▶ [What needs to be done]:
Give a verbatim quotation of every record.

▶ [Saved entries]:
====================
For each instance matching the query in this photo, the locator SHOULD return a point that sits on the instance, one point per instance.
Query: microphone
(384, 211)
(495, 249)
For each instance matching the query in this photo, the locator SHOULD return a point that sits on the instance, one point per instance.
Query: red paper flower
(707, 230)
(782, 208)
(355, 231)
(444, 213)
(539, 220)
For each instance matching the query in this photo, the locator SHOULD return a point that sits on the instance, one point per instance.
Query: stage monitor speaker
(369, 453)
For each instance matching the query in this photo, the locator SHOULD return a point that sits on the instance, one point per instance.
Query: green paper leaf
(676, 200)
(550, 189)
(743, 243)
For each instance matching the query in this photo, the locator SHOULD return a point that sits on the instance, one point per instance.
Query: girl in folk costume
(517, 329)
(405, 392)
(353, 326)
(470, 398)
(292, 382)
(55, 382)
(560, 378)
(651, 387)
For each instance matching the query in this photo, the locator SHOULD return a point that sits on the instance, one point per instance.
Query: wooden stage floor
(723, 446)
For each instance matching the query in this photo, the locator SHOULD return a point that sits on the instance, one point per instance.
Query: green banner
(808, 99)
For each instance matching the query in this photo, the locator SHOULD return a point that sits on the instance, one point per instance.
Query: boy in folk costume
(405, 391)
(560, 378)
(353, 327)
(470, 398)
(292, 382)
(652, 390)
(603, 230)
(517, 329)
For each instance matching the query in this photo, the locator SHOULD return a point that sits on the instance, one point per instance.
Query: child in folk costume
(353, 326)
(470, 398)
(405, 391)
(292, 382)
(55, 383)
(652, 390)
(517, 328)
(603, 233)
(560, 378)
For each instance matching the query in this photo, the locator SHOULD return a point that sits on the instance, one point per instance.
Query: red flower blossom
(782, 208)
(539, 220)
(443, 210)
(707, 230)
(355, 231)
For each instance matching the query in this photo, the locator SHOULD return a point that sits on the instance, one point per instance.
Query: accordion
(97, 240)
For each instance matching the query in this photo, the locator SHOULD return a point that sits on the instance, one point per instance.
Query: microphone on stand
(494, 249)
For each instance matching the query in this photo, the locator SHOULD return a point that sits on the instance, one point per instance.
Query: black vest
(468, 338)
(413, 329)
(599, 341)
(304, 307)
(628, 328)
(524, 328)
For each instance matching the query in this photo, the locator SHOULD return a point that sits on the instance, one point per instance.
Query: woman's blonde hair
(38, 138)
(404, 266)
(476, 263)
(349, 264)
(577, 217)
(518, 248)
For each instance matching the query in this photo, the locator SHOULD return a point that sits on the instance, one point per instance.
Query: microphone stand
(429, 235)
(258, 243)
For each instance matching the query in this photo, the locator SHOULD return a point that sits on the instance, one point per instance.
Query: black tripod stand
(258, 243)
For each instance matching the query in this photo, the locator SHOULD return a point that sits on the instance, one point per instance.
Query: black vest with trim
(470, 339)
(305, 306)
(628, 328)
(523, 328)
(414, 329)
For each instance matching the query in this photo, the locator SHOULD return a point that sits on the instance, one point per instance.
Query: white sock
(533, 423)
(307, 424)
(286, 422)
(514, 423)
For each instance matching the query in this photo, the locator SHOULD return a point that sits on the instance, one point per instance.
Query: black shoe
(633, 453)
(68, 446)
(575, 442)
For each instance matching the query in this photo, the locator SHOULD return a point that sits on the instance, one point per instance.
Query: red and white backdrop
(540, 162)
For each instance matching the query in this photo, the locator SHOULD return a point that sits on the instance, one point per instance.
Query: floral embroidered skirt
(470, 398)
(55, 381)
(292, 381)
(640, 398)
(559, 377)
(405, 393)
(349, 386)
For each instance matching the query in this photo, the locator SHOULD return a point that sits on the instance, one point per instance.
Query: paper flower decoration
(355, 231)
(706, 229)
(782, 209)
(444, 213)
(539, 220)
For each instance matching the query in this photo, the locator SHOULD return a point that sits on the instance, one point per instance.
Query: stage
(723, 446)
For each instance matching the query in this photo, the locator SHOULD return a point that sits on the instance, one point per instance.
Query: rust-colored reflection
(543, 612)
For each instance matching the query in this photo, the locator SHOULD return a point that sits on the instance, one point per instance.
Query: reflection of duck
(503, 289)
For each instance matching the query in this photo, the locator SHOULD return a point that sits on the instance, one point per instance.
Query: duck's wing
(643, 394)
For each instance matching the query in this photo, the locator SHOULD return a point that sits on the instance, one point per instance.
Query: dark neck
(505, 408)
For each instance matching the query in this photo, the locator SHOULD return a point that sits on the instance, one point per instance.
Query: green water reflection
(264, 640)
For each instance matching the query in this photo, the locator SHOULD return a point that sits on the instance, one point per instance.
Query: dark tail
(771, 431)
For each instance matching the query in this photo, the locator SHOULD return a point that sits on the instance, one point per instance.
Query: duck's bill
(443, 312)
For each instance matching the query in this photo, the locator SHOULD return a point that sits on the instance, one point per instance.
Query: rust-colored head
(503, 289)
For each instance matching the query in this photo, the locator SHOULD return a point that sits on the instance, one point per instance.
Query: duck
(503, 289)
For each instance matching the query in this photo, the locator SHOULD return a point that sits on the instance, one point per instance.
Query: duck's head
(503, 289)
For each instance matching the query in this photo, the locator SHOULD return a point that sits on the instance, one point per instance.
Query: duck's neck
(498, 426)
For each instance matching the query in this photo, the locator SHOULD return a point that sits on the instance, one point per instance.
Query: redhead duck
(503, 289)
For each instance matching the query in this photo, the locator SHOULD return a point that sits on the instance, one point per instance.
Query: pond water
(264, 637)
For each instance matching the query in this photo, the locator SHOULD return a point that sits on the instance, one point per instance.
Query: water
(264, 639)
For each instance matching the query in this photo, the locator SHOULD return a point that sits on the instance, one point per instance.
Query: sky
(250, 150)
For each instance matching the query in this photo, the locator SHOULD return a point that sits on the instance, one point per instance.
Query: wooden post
====================
▶ [Complete response]:
For each instance matching the query in this photo, the locator SHOULD return a point that sits on the instance, one point per instance.
Query: microphone
(384, 211)
(495, 249)
For each instance matching the query in this photo, the locator SHOULD return a point that sits on the instance, one point per instance.
Query: red paper flower
(707, 230)
(782, 208)
(355, 231)
(444, 213)
(539, 220)
For each instance matching the query in this photo, the locator SHOULD return a point that sits on the instance, one point per instance.
Query: stage monitor speaker
(369, 453)
For each instance matching the query in this photo, the locator SHOULD return a point that sits on the instance, one point per instance.
Query: green paper leaf
(676, 200)
(550, 189)
(743, 243)
For each instance matching the query in this photo, the locator SHOULD return a point that sits on the instance, one point per instance.
Query: girl in folk costume
(517, 329)
(405, 392)
(353, 326)
(470, 398)
(292, 382)
(55, 382)
(560, 378)
(651, 387)
For each instance matching the query in this photo, the locator SHOULD return a point that sits on the instance, one point per instance.
Query: wooden stage floor
(723, 446)
For each instance matching the query in this photo, the locator SHOULD return a point that sits on the instance, one point per instance.
Query: green banner
(808, 99)
For each instance matching the query in this photo, the locator SHOULD return a point that sits on the instance, one point per instance.
Query: boy in folk costume
(405, 391)
(560, 378)
(353, 327)
(470, 398)
(292, 382)
(652, 390)
(603, 230)
(517, 329)
For each instance matching the query in this photo, the locator SHOULD return a point that sits on the instance, one point per instance.
Query: child in folk costume
(353, 326)
(470, 398)
(405, 391)
(292, 382)
(55, 383)
(652, 390)
(517, 328)
(603, 233)
(560, 378)
For each instance matching the query in this photo, the locator SHOULD return a point that sits on the instance, one point per instance.
Query: red flower blossom
(782, 208)
(539, 220)
(443, 210)
(707, 230)
(355, 231)
For each instance matching the query in this photo, the locator SHOULD return a point that sits on the instance, one point per instance.
Query: accordion
(97, 240)
For each instance matching the query in this photo, the locator SHOULD return a point that sits on the instance, one point per instance.
Query: microphone on stand
(494, 249)
For each instance matching the query in this photo, the locator SHOULD return a point that sits on the instance, one point per instance.
Query: black vest
(468, 338)
(413, 329)
(599, 341)
(304, 307)
(628, 328)
(524, 328)
For each instance matching the query in this photo, the locator SHOULD return a point that sits on the instance, one point per instance.
Query: woman's blonde hair
(38, 138)
(404, 266)
(476, 263)
(349, 264)
(577, 217)
(518, 248)
For each instance matching the query in this photo, the locator SHOULD return a point that sits on the instance, one point per instance.
Query: microphone stand
(429, 235)
(258, 243)
For each instance matching the query in this photo, the locator SHOULD return a point that sits on the instance, one point per instance.
Query: black tripod stand
(258, 243)
For each instance matching the query in this photo, the locator SHOULD return a point that sits on the instance, one point per instance.
Query: black vest with trim
(470, 339)
(305, 306)
(628, 328)
(523, 328)
(414, 329)
For each instance matching the query in this photo, the locator SHOULD return a point that sits on the instance, one point per instance.
Query: white sock
(533, 423)
(307, 424)
(286, 422)
(514, 423)
For each instance matching the query in this photo, the locator SHOULD return a point that sits on the instance, one point per instance.
Query: black shoe
(633, 453)
(68, 446)
(575, 442)
For each instance matching the query in this photo, the locator SHOULD return a point that sits on the instance, one point per instance.
Query: red and white backdrop
(540, 162)
For each instance matching the query in this photo, the locator SHOULD return a point that sits on the instance, one point per instance.
Query: floral embroidered skirt
(470, 398)
(55, 381)
(292, 381)
(640, 398)
(559, 377)
(405, 393)
(349, 386)
For each instance matching the query in this photo, the locator SHOULD return a point that sits on the instance, one point per instance.
Query: paper flower decoration
(355, 231)
(706, 229)
(782, 209)
(444, 213)
(539, 220)
For each instance matching the query in this photo, the locator SHOULD return a point that sits on the instance, one point per instance.
Query: stage
(723, 446)
For each instance matching the query in this photo, the locator SHOULD return a point that sits on the instance, one point per instance.
Query: rust-colored reflection
(543, 612)
For each instance matching the query in this photo, the locator SHOULD return a point that sits on the instance, one point per instance.
Query: reflection of duck
(503, 289)
For each instance matching the query in this photo, the locator SHOULD return a point that sits on the instance, one point per instance.
Query: duck's wing
(643, 394)
For each instance matching the query in this photo, the locator SHOULD return a point that sits on the instance, one point per instance.
Query: dark neck
(505, 408)
For each instance matching the query in this photo, the locator SHOULD return a point that sits on the instance, one point per instance.
Query: green water reflection
(264, 640)
For each instance matching the query in this photo, the locator SHOULD return a point that sits on the instance, one point per instance.
Query: dark tail
(771, 431)
For each instance matching the query in this photo, the locator SHOULD return a point that sits on the instance, one point per instance.
Query: duck's bill
(443, 312)
For each instance matching the query in this photo, the locator SHOULD return a point that sits on the instance, one point per instance.
Query: rust-colored head
(503, 289)
For each instance matching the query in this photo, the locator SHOULD return a point that sits on the instance, one point per instance.
Query: duck
(503, 289)
For each instance matching the query in this photo, the locator SHOULD return a point that sits on the instance, one point per instance.
Query: duck's head
(503, 289)
For each instance matching the query in this photo, the locator SHOULD return a point that sits on the instance, one point per instance.
Query: duck's neck
(498, 426)
For each instance matching the query in this photo, the locator SHOULD return a point that sits on the instance, one point per instance.
Query: redhead duck
(503, 289)
For each instance matching the query in this photo, the locator SHOULD return a point that sits on the instance, one point per instance.
Query: pond water
(264, 637)
For each instance matching the query in this photo, the locator SHOULD return a point that sits on the instance, one point per instance.
Query: water
(264, 639)
For each instance matching the query in this photo, the locator SHOULD return a point that sits on the instance, one point per instance.
Query: sky
(250, 150)
For each instance matching the query in this photo, the locator SHOULD return a point that sits on the instance, one point per instance.
Query: wooden post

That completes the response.